> [Tekstfragment]
Voor degenen aan wie een maatwerkvoorziening in de vorm van een hulpmiddel wordt verstrekt heeft de gemeente een contract gesloten met een hulpmiddelenleverancier. Onderhoud en reparaties aan alle Wmo voorzieningen die in natura zijn verstrekt worden verzorgd door de leverancier. Bij schade of vernietiging kan de schade door de leverancier worden verhaald op de gebruiker. Voorzieningen die door de gemeente in bruikleen worden verstrekt, blijven eigendom van de leverancier. De kosten van de verzekering zijn verdisconteerd in de bruikleenkosten.

De vergoeding aan de aanbieder en/of leverancier wordt uitbetaald mits aan alle voorwaarden is voldaan.

Bij alle maatwerkvoorzieningen heeft de cliënt de mogelijkheid om in plaats van in natura een Pgb aan te vragen. Alleen bij regiovervoer is dit niet mogelijk.

4.2 Het persoonsgebonden budget
De cliënt moet met het toegekende Pgb bij een aanbieder de maatwerkvoorziening kunnen aanschaffen. De situatie waarin de door de cliënt beoogde ondersteuning duurder is dan de ondersteuning door zorg in natura betekent niet bij voorbaat dat het Pgb om die reden geweigerd kan worden. Wel zal rekening gehouden moeten worden met wat er besproken is tijdens het onderzoek, de doelen en het beoogde resultaat. De kwaliteit van zorg die moet worden geleverd staat voorop, daarop mag niet worden ingeboet als het tarief te hoog is. Er wordt dan naar een passende oplossing gezocht waarmee de kwaliteit van zorg toch overeind kan blijven.

> [Gegeven materiaal]
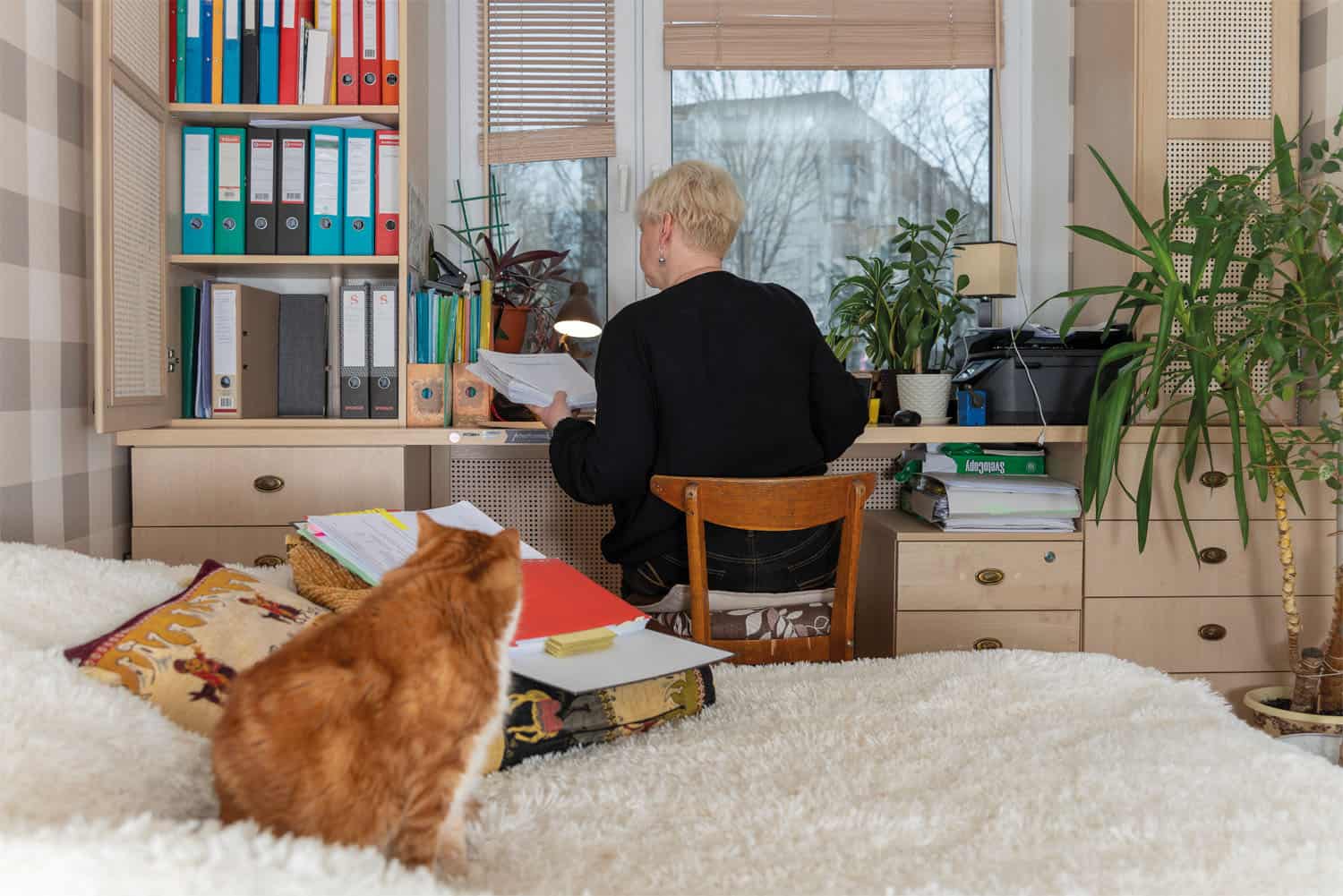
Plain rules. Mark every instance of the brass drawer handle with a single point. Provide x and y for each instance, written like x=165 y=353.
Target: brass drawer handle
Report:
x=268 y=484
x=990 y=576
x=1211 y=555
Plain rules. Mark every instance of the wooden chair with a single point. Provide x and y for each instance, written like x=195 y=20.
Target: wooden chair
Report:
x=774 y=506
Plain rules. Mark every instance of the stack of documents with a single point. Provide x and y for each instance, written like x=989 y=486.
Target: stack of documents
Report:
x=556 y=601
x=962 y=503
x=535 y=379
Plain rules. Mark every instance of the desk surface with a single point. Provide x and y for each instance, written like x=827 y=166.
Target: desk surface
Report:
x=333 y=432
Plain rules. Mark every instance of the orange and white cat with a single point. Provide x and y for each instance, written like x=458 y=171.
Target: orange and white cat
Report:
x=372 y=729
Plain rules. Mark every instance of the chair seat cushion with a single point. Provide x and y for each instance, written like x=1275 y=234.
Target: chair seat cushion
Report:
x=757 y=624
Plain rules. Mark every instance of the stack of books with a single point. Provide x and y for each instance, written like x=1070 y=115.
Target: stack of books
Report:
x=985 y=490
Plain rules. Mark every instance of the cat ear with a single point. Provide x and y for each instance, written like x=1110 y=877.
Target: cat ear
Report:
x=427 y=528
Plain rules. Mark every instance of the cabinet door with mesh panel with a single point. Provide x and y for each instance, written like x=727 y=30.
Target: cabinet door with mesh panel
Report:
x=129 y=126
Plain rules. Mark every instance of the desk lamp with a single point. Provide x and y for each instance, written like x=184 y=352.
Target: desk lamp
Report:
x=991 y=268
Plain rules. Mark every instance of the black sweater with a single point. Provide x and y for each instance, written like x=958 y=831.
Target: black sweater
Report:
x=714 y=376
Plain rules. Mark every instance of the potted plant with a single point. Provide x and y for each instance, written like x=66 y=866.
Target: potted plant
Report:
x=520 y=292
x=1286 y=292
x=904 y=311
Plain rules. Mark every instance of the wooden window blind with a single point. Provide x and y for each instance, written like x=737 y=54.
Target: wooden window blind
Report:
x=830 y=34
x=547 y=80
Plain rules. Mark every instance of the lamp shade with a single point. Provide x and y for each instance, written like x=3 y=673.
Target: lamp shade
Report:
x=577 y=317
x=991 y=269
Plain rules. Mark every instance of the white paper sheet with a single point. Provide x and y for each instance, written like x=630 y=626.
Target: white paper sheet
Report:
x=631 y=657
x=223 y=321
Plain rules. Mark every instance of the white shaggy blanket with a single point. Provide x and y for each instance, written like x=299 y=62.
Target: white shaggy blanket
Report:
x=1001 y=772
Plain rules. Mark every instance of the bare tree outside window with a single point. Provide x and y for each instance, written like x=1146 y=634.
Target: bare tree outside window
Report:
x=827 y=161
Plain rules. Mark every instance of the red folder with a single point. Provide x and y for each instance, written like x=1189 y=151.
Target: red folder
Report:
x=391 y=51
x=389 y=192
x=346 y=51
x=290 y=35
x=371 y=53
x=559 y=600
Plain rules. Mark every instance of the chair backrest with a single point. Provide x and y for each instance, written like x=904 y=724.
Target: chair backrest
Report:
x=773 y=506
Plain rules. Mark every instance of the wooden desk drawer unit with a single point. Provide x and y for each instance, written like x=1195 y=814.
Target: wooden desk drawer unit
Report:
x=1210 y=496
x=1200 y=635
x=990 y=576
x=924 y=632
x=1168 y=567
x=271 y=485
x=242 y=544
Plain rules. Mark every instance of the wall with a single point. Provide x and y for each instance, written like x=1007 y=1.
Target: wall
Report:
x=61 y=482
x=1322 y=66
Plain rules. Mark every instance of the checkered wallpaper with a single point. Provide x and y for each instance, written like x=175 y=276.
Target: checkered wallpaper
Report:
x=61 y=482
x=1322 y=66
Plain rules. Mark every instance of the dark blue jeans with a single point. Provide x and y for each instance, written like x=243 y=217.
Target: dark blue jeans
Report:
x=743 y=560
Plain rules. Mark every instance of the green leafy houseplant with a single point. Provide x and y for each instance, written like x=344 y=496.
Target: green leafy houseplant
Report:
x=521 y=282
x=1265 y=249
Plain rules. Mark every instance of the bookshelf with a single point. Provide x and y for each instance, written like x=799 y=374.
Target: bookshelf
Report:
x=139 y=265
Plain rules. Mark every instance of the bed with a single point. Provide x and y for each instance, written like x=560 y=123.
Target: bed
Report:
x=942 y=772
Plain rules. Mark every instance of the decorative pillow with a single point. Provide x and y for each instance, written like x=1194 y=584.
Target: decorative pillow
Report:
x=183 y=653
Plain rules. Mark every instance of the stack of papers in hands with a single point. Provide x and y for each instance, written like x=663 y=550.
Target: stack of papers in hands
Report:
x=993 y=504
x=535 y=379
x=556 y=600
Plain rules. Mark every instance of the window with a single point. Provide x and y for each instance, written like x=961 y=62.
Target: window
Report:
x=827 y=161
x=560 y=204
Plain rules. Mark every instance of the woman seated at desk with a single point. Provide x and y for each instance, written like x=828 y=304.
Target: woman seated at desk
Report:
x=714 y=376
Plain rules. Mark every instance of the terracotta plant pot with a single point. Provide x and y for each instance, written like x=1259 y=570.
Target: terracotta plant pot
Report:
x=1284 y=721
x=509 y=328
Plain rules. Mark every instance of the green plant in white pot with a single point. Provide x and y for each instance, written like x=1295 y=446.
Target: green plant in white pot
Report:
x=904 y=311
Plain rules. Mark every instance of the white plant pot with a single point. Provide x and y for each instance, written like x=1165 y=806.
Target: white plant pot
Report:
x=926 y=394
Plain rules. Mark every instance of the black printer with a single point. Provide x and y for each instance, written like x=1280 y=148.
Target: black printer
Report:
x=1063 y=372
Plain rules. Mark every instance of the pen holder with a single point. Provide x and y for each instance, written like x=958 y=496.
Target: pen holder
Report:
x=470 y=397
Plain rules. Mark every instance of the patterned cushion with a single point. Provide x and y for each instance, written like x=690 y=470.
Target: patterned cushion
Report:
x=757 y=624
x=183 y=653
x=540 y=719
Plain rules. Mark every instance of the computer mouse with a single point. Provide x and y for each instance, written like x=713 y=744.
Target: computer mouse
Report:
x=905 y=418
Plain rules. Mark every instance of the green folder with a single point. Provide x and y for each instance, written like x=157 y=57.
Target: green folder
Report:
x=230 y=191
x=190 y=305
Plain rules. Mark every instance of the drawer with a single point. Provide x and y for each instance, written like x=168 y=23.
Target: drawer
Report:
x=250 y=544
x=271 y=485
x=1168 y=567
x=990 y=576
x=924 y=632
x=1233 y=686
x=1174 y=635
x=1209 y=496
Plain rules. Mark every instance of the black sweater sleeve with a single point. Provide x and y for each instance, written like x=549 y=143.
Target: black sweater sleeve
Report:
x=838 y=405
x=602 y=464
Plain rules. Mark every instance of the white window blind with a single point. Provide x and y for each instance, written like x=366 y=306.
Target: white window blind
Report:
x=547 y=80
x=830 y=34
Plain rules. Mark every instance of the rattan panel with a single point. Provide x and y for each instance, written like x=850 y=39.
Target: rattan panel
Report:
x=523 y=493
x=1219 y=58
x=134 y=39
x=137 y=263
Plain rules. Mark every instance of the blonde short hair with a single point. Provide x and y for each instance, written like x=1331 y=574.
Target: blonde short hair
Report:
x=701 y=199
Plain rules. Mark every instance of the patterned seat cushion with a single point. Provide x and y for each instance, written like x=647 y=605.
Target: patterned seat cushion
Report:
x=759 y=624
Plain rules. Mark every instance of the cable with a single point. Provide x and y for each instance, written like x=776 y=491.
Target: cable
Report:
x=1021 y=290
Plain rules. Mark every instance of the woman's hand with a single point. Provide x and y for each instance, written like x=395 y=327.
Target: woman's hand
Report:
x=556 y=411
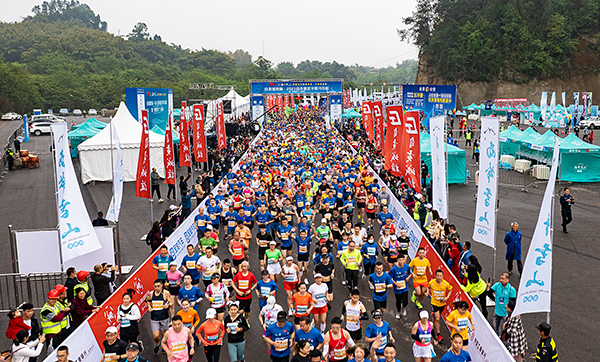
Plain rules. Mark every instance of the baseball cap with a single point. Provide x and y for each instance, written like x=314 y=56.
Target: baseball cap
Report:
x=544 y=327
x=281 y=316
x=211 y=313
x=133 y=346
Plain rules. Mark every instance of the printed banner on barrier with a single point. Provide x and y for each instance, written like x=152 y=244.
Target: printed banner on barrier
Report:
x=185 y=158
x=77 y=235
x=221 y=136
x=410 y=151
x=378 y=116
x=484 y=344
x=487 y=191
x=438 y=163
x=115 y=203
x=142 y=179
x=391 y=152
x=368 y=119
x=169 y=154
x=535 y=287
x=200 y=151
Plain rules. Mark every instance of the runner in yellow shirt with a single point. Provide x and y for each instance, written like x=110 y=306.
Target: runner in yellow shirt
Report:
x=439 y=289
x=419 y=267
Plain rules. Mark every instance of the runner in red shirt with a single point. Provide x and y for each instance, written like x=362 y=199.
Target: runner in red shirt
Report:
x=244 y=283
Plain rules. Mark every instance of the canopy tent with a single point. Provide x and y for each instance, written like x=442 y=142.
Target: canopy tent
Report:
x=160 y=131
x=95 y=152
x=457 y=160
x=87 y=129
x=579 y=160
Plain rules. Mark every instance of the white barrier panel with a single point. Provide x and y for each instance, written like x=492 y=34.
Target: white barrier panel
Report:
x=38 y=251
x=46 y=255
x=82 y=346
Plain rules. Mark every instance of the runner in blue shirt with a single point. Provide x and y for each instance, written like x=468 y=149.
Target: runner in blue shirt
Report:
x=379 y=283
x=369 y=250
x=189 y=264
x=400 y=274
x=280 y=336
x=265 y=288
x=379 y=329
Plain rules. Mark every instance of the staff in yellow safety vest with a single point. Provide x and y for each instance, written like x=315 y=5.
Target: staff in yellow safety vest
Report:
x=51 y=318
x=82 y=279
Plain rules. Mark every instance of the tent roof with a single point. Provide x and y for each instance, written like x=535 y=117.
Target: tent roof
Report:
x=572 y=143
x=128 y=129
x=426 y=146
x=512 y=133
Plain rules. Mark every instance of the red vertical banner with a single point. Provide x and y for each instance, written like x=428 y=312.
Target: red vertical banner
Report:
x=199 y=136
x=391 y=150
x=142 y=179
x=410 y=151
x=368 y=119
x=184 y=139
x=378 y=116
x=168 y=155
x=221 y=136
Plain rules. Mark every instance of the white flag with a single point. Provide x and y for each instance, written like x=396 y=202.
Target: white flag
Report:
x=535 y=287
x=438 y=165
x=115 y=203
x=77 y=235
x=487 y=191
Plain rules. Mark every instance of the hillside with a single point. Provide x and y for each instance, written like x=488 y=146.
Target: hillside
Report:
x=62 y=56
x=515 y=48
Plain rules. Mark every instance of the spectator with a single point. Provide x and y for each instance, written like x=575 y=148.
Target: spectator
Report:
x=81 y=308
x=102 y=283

> [Verken het materiaal]
1. Bij welke maatwerkvoorziening kan de cliënt volgens de tekst over de Wmo-voorzieningen geen Pgb aanvragen in plaats van zorg in natura?
2. Schrijf uit de tekst over de Wmo-voorzieningen het gedeelte over van "De vergoeding aan" tot en met "dit niet mogelijk.".
3. Zet de tekst over de Wmo-voorzieningen en het persoonsgebonden budget voort vanaf het punt waar die ophoudt.

> [Antwoorden bij opdrachten]
1. Bij regiovervoer.

2.
De vergoeding aan de aanbieder en/of leverancier wordt uitbetaald mits aan alle voorwaarden is voldaan.

Bij alle maatwerkvoorzieningen heeft de cliënt de mogelijkheid om in plaats van in natura een Pgb aan te vragen. Alleen bij regiovervoer is dit niet mogelijk.

3.
Het kan zijn dat cliënten zelf bij moeten betalen wanneer het tarief van de door hen gewenste aanbieder duurder is dan het door de gemeente voorgestelde aanbod. Tenzij aangetoond kan worden dat hiervan afgeweken moet worden omdat er geen andere adequate oplossing is.

Als dat niet het geval is dan kan de gemeente het Pgb weigeren voor dat gedeelte dat duurder is dan het voorgestelde aanbod. Als een cliënt een andere voorziening wil, kan hij daarvoor kiezen onder de voorwaarde dat de voorziening geen (andere) belemmeringen oproept. De voorziening die de cliënt aanschaft moet wel de beperking op hetzelfde niveau compenseren als in het programma van eisen dat door de gemeente wordt gesteld, en niet slechts een deel van het probleem oplossen.

4.3 Voorwaarden voor verstrekking van een Pgb
Het college acht een persoon in staat om de aan een Pgb verbonden taken op verantwoorde wijze uit te voeren (PGB-vaardigheid).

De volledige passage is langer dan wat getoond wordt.